● Exercise directions:
Repeat the entries word for word. Leave nothing out.

──────── Data extracts

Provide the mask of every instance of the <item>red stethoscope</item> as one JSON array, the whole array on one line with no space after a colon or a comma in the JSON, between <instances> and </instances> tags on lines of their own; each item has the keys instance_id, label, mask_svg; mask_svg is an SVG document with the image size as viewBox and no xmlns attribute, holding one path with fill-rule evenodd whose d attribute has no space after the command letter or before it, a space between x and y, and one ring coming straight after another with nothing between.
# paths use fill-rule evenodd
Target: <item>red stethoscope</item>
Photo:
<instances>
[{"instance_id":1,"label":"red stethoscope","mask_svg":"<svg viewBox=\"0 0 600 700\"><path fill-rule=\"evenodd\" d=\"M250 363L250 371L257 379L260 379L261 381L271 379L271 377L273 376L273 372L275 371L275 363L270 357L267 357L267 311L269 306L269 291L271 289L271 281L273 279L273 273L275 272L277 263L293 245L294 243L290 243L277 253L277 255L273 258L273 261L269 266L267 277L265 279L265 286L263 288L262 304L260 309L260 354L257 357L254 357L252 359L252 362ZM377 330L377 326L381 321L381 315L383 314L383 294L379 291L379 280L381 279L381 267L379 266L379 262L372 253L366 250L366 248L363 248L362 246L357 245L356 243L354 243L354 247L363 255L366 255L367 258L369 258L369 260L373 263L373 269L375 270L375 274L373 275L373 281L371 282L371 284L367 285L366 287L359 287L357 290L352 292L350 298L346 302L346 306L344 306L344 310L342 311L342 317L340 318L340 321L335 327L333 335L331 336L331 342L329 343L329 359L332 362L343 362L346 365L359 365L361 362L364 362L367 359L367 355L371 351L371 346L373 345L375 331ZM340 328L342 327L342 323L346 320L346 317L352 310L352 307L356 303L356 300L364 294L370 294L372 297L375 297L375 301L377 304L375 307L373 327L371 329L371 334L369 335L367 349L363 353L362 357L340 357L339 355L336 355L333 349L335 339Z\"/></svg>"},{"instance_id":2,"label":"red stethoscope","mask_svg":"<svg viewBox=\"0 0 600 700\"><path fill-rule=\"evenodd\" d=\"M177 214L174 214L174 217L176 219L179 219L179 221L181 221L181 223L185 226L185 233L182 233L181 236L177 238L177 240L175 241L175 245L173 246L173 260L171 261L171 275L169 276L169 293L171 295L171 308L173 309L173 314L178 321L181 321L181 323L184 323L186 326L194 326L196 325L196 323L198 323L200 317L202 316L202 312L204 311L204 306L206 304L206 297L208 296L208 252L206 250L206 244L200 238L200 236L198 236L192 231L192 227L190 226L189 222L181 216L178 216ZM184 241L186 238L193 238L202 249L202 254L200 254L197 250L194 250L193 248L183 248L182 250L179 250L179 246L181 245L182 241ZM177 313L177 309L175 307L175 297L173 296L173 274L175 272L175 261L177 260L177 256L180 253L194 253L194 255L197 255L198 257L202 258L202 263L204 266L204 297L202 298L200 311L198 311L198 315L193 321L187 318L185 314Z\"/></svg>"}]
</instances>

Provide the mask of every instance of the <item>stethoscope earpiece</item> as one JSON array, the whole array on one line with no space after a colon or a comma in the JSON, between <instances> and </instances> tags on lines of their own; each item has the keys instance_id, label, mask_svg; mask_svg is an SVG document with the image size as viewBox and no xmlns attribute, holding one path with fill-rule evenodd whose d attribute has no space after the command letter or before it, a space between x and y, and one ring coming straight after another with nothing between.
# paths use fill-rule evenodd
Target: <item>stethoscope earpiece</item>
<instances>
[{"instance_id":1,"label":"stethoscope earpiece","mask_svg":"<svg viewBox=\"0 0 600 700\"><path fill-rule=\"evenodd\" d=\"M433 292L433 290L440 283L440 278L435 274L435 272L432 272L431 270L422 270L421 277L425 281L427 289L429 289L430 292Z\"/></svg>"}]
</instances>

────────────────

● Solution to the problem:
Provide the mask of every instance of the <item>red stethoscope</item> as one JSON array, the whole array on one line with no space after a colon or a comma in the JSON, between <instances> and </instances> tags on lines of their own; each item has the keys instance_id, label, mask_svg; mask_svg is an SVG document with the image size as viewBox and no xmlns attribute, holding one path with fill-rule evenodd whose d attribute has no space after the command letter or before it, a space between x and y, and one ring coming straight after another with nothing between.
# paths use fill-rule evenodd
Target: <item>red stethoscope</item>
Photo:
<instances>
[{"instance_id":1,"label":"red stethoscope","mask_svg":"<svg viewBox=\"0 0 600 700\"><path fill-rule=\"evenodd\" d=\"M250 363L250 371L257 379L260 379L261 381L271 379L271 377L273 376L273 372L275 371L275 363L270 357L267 357L267 311L269 306L269 291L271 289L271 281L273 279L273 273L275 272L277 263L293 245L294 243L290 243L277 253L277 255L273 258L273 261L269 266L267 277L265 279L265 286L263 288L262 304L260 309L260 354L257 357L254 357L252 359L252 362ZM377 330L377 326L381 321L381 315L383 314L383 294L379 291L379 280L381 279L381 267L379 266L379 262L372 253L366 250L366 248L363 248L362 246L357 245L356 243L354 243L354 247L363 255L366 255L367 258L369 258L369 260L373 263L373 269L375 270L375 274L373 275L373 281L371 282L371 284L367 285L366 287L359 287L357 290L352 292L350 298L346 302L346 306L344 306L344 310L342 311L342 317L340 318L340 321L335 327L333 335L331 336L331 342L329 343L329 359L332 362L343 362L346 365L359 365L361 362L364 362L367 359L367 355L371 351L371 346L373 345L375 331ZM340 328L342 327L342 323L346 320L346 317L352 310L352 307L356 303L356 300L364 294L370 294L372 297L375 297L375 301L377 304L375 307L373 327L371 329L371 334L369 335L367 349L363 353L362 357L340 357L339 355L336 355L333 349L335 339Z\"/></svg>"},{"instance_id":2,"label":"red stethoscope","mask_svg":"<svg viewBox=\"0 0 600 700\"><path fill-rule=\"evenodd\" d=\"M177 214L174 214L174 217L176 219L179 219L179 221L181 221L181 223L185 226L185 233L182 233L181 236L177 238L177 240L175 241L175 245L173 246L173 260L171 261L171 275L169 276L169 293L171 295L171 308L173 309L173 314L178 321L181 321L181 323L184 323L186 326L194 326L196 325L196 323L198 323L200 317L202 316L202 312L204 311L204 306L206 304L206 297L208 296L208 252L206 250L206 244L200 238L200 236L198 236L192 231L192 227L190 226L189 222L181 216L178 216ZM184 241L186 238L193 238L202 249L202 254L200 254L197 250L194 250L193 248L183 248L182 250L179 250L179 246L181 245L182 241ZM177 313L177 309L175 307L175 297L173 296L173 274L175 272L175 261L177 260L177 256L180 253L194 253L194 255L197 255L198 257L202 258L202 263L204 266L204 297L202 298L200 311L198 311L198 315L193 321L187 318L185 314Z\"/></svg>"}]
</instances>

Provide the mask of every instance of the <item>stethoscope earpiece</item> as one JSON array, the whole array on one line with no space after a colon or a comma in the JSON, between <instances> and </instances> tags on lines of their own; each item has the keys instance_id, label, mask_svg; mask_svg is an SVG document with the image size as viewBox and no xmlns attribute, holding one path with fill-rule evenodd whose d attribute has no space after the command letter or before it, a space between x and y, and one ring coming straight after another with nothing between.
# paths use fill-rule evenodd
Target: <item>stethoscope earpiece</item>
<instances>
[{"instance_id":1,"label":"stethoscope earpiece","mask_svg":"<svg viewBox=\"0 0 600 700\"><path fill-rule=\"evenodd\" d=\"M433 292L433 290L440 283L440 278L435 274L435 272L432 272L431 270L422 270L421 277L425 281L427 289L429 289L430 292Z\"/></svg>"}]
</instances>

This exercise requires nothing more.